Exactly reproduce the lines from the line containing "TARGET = chrome faucet over counter" to the end of the data below, inclusive, and nothing else.

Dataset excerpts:
Segment Open

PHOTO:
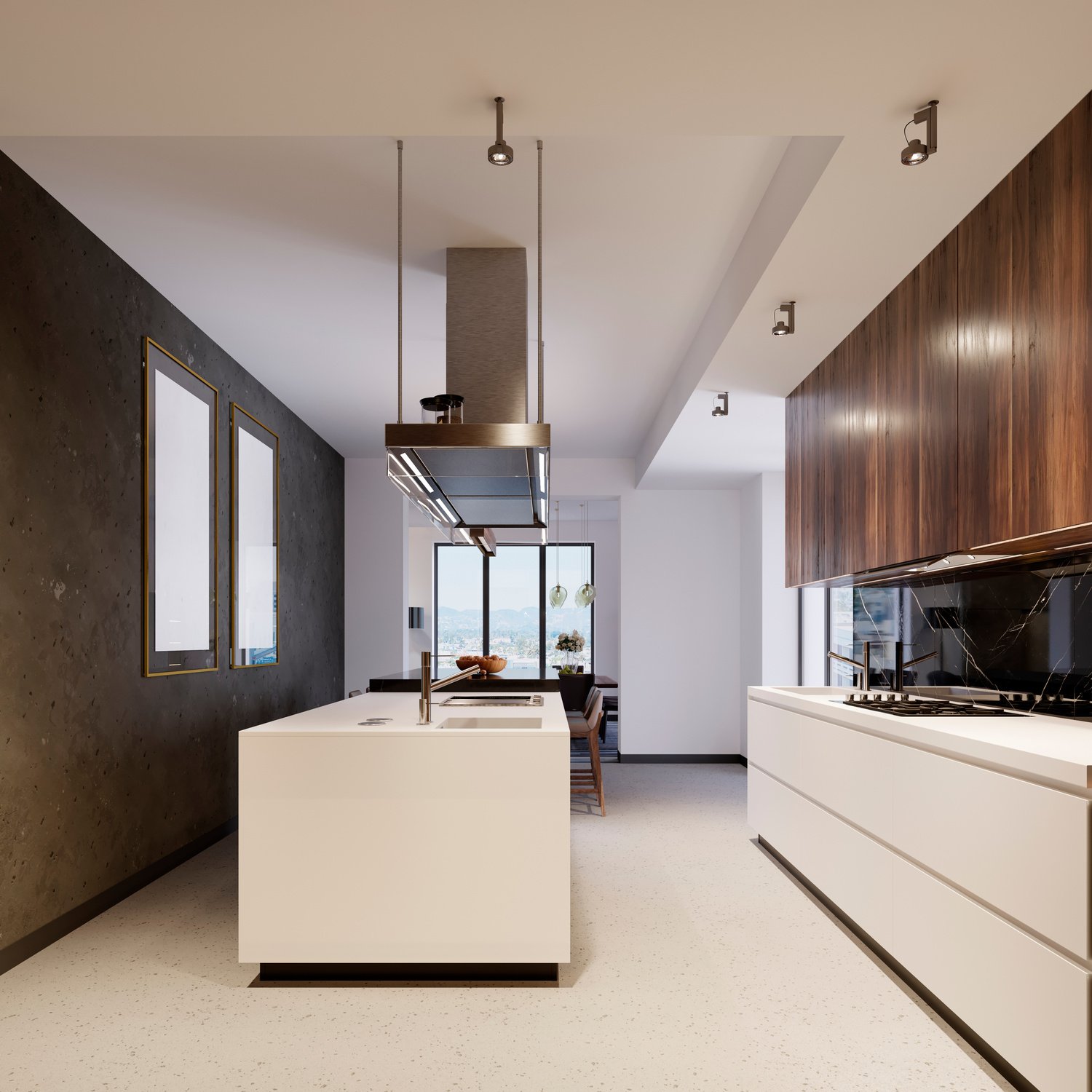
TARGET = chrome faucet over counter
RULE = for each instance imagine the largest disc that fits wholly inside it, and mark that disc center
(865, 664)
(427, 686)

Segment Closed

-- Answer space --
TARGET = chrome faucet over counter
RULE = for each instance imagine the largest disc that fits wholly inside it, and mark that disc center
(865, 664)
(427, 686)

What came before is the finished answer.